== Text section ==
Zika Babies May Pay The Price Of Trump's Latest Crusade

by Bronwyn Isaac
Mario Tama/Getty Images News/Getty Images

Although one of Donald Trump's first acts as president was reinstating the Global Gag Rule, on Monday his administration announced it had expanded the policy targeting non-governmental organizations (NGOs) that provide family planning services. The Global Gag Rule, also known as the Mexico City Policy, blocks any U.S. Agency for International Development funding from going not only to organizations and clinics that perform abortions, but even agencies that merely give patients information about abortions. In spite of the fact that no U.S. funding goes toward paying abortion, Trump decided to reinstate the Global Gag Rule while framing it as a pro-life venture with the title Protecting Life in Global Health Assistance.

The Global Gag Rule has been rearing its head since 1984, when Ronald Reagan instated it. Republican presidents have maintained and reinstated it, while Democratic president have rescinded it. However, critics argue that Trump's version of the Global Gag Rule is even more far-reaching than any previous president's.

With Trump's plan, roughly $8.8 billion of global health funds coming from the Department of Defense, the State Department, and USAID will be blocked from clinics abroad that provide family planning services, such as offering birth control and HIV/AIDS prevention as well as maternal health, primary care, and Zika treatment. The effects of this span even wider than the rule under George W. Bush, which prohibited $600 million in family planning funds.

While the effects of the Global Gag Rule on maternal death rates and increased abortion rates is of top concern, it could also greatly affect Zika response efforts.

"By targeting not only family planning programs but all global health programs including those that address Zika response efforts and other health and disease areas, this policy threatens to gut funding for many of the most effective and well-positioned health organizations in more than 60 low and middle income countries," Lori Adelman, the global communications director for the U.S. sector of the International Planned Parenthood Federation (IPFF), tells Bustle in an email.

In February 2016, during the height of the Zika outbreak, the general director of IPFF, Tewodros Melesse, released a statement about how their network of sexual and reproductive health and rights organizations in 170 countries planned to supply underfunded communities with contraceptives as a protective measure against Zika.

"We recommend that strengthening family planning programs and access to safe abortion services for those women who need it and where it is permitted by law should be included in the strategies for responding to the Zika outbreak," Melesse wrote on the website.

IPPF is the largest provider of non-governmental contraceptives globally, delivering as many as 70 million contraceptive services annually, according to a statement from the organization.

Under Trump's plan, however, IPPF would lose $100 million in funding, which could result in as many as 4.8 million unintended pregnancies, according to a report in the Guardian. Considering the fact that the U.S. Centers for Disease Control and Prevention cited preventing unplanned pregnancy as a way to combat the spread of Zika, the combined cut in funding and uptick in unplanned pregnancies could pose a devastating effect on communities fighting the virus.

Thus, while Trump's administration has rebranded the expanded Global Gag Rule as “Protecting Life in Global Health Assistance" policy, the lethal irony is the most vulnerable women and children may pay with their lives.

== Extracted data ==
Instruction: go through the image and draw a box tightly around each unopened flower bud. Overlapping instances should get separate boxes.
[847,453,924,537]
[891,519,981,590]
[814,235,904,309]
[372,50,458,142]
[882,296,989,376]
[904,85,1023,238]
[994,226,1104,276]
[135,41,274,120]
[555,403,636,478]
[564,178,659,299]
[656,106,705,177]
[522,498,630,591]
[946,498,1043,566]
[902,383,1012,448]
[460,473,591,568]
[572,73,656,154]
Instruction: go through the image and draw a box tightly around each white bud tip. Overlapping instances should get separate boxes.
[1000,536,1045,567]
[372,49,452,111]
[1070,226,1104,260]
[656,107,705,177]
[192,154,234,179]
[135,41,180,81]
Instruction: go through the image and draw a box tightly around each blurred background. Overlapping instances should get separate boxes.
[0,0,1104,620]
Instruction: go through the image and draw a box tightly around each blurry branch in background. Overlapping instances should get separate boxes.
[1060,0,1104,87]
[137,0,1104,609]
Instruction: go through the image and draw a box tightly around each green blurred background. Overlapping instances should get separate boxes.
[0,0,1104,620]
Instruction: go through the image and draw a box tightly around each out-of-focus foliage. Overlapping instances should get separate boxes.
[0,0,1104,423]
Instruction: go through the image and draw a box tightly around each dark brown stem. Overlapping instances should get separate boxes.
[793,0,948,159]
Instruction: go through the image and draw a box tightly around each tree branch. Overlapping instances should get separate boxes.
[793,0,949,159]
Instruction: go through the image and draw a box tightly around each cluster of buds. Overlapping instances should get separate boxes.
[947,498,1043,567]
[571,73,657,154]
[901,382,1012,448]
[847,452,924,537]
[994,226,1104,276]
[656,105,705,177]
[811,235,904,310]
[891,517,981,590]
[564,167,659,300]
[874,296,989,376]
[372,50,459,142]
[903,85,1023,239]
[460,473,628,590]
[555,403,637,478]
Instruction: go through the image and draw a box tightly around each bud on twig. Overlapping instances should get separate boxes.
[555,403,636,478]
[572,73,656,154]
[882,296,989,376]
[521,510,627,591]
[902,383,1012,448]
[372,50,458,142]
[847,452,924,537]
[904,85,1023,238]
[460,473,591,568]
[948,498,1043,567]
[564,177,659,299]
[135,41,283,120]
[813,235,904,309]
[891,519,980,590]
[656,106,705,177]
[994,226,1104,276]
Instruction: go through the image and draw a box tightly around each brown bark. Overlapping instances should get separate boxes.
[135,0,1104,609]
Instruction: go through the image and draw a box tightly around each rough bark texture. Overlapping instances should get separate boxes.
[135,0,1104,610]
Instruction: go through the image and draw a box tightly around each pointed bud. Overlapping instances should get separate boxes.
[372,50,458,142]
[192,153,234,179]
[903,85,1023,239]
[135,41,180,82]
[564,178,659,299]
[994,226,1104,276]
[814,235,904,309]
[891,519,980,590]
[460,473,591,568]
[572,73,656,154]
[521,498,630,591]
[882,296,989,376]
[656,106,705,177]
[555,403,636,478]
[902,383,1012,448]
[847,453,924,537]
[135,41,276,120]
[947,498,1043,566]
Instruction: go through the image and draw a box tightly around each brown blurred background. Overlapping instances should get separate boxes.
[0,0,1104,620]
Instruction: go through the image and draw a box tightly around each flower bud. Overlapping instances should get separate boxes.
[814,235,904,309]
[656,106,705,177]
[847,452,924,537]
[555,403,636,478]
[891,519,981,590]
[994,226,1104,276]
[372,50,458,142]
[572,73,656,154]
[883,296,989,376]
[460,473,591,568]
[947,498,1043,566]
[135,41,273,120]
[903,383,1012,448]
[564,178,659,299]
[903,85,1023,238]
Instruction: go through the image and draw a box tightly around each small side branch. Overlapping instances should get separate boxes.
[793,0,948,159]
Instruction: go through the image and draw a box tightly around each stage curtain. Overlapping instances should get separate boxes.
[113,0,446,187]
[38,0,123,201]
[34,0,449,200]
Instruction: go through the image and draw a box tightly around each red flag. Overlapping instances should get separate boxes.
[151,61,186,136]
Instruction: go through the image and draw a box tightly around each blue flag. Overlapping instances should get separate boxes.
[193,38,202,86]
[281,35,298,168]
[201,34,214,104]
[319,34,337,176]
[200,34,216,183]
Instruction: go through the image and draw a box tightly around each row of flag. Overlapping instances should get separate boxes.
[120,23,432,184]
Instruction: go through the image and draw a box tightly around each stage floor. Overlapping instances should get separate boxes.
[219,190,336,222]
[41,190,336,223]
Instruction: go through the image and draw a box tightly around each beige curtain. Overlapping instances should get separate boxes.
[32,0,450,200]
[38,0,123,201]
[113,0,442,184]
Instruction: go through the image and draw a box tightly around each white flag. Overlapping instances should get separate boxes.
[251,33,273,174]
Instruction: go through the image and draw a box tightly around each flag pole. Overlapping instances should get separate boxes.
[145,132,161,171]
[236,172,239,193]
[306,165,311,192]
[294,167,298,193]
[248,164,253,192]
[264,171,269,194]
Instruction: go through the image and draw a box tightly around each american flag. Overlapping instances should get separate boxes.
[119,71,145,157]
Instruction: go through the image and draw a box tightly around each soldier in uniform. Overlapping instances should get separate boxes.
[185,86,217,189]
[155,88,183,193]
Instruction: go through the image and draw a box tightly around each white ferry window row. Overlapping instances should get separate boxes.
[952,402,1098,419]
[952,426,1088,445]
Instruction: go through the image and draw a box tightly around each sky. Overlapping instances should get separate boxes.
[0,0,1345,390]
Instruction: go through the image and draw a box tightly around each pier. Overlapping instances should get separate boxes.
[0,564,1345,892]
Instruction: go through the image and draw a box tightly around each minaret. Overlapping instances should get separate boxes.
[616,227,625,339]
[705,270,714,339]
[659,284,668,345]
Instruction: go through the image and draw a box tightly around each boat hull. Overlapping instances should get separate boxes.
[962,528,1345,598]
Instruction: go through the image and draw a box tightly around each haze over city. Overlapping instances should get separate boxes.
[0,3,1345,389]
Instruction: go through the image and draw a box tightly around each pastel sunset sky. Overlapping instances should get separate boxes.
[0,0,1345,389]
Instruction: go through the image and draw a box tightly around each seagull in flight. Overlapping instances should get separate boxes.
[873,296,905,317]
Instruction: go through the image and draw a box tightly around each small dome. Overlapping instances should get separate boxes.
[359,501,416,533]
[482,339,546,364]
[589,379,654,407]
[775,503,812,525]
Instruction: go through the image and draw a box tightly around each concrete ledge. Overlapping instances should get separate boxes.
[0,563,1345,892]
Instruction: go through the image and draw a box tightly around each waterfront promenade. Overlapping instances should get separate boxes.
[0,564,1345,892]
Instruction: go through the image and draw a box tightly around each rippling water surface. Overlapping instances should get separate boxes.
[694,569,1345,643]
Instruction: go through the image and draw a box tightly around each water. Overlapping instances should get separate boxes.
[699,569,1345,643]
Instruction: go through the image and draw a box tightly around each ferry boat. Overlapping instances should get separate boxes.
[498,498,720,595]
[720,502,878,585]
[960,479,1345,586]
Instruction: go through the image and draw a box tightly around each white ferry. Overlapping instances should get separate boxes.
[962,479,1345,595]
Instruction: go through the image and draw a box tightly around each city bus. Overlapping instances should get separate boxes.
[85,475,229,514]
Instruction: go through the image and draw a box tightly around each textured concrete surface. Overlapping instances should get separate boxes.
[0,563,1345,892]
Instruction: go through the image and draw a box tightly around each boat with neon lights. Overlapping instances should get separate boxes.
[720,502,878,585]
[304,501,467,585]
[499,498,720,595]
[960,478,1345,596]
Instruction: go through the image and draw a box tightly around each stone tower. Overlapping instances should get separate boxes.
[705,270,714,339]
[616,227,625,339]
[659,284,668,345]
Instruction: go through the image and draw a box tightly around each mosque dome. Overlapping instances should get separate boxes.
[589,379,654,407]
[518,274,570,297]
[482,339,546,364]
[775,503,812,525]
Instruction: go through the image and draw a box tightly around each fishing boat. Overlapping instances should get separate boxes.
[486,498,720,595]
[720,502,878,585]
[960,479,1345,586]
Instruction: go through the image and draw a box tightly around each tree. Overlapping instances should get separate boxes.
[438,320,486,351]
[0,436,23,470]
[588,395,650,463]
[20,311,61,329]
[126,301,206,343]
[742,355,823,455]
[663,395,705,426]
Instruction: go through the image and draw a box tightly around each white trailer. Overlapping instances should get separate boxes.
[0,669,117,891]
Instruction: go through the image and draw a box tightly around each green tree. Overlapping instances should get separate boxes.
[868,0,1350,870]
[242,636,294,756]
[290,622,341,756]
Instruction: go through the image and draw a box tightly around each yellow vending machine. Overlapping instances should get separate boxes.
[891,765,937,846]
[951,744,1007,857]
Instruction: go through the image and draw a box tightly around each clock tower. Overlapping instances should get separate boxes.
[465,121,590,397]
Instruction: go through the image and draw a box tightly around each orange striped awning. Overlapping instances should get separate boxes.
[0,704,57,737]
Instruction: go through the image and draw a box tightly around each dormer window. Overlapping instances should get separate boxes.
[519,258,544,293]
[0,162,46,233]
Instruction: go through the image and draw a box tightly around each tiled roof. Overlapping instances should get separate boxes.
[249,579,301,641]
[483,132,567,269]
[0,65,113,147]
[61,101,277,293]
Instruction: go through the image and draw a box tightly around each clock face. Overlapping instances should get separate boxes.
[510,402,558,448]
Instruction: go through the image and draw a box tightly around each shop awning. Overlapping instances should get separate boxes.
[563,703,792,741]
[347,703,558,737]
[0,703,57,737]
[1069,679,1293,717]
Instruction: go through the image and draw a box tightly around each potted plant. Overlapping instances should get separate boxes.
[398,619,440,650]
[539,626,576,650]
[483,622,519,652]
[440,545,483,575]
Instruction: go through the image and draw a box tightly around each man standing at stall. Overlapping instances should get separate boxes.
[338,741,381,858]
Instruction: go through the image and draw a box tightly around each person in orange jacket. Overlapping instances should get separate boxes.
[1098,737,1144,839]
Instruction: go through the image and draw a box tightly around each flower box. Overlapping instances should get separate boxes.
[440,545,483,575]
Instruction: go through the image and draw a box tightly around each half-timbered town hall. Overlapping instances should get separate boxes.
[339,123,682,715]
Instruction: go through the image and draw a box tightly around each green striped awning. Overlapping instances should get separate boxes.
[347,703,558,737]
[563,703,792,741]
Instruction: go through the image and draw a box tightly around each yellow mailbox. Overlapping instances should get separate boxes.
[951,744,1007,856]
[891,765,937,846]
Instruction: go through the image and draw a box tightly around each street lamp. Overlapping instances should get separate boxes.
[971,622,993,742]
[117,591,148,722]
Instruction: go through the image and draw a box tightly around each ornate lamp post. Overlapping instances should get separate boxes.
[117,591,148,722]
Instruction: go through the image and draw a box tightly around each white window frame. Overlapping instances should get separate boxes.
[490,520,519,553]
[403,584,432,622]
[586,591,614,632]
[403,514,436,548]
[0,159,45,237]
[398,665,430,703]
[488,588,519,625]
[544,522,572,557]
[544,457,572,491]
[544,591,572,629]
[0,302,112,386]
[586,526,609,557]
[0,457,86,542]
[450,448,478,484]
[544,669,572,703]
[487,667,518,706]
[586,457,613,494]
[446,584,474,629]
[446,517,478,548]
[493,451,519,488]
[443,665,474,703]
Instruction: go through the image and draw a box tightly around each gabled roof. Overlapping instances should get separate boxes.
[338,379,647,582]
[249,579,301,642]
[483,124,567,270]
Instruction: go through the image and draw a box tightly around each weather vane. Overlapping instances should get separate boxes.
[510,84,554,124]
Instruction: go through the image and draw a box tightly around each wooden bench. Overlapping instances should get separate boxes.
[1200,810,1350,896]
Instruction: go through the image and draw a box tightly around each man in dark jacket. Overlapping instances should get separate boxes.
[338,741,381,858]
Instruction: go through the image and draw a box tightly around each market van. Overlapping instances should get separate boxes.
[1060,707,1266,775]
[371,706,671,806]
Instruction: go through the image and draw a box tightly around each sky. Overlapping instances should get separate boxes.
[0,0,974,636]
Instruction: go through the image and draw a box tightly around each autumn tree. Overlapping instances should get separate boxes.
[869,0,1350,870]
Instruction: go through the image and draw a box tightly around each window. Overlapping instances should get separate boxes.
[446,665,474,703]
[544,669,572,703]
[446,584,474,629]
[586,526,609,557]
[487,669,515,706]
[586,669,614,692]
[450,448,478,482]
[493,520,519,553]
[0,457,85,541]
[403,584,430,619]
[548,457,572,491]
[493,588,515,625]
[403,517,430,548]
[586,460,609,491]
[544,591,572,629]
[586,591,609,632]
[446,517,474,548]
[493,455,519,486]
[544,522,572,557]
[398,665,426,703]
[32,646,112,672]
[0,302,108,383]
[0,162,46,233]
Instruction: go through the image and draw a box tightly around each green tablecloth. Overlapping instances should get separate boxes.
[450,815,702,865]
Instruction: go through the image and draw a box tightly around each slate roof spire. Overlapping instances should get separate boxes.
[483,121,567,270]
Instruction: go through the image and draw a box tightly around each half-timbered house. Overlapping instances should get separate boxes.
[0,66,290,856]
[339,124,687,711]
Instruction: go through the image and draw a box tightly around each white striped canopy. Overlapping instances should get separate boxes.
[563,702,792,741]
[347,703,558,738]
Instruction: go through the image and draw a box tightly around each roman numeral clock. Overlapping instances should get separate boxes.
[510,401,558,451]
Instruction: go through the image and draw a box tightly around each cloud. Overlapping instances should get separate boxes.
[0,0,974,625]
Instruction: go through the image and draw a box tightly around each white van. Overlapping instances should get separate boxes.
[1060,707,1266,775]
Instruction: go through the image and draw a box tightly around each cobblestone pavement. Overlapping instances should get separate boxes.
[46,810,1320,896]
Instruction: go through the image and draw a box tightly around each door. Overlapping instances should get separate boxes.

== Goal of the exercise ==
Decide whether each statement agrees with the article on the Global Gag Rule. Answer yes or no and quote the deciding words. (a) Ronald Reagan first instated the rule in 1984. (b) The version of the rule under George W. Bush prohibited $8.8 billion in funds. (c) Under Trump's plan, IPPF would lose $100 million in funding. The entries above are material separate from the article on the Global Gag Rule.

== Written response ==
(a) Yes: "The Global Gag Rule has been rearing its head since 1984, when Ronald Reagan instated it."
(b) No: "the rule under George W. Bush, which prohibited $600 million in family planning funds."
(c) Yes: "Under Trump's plan, however, IPPF would lose $100 million in funding"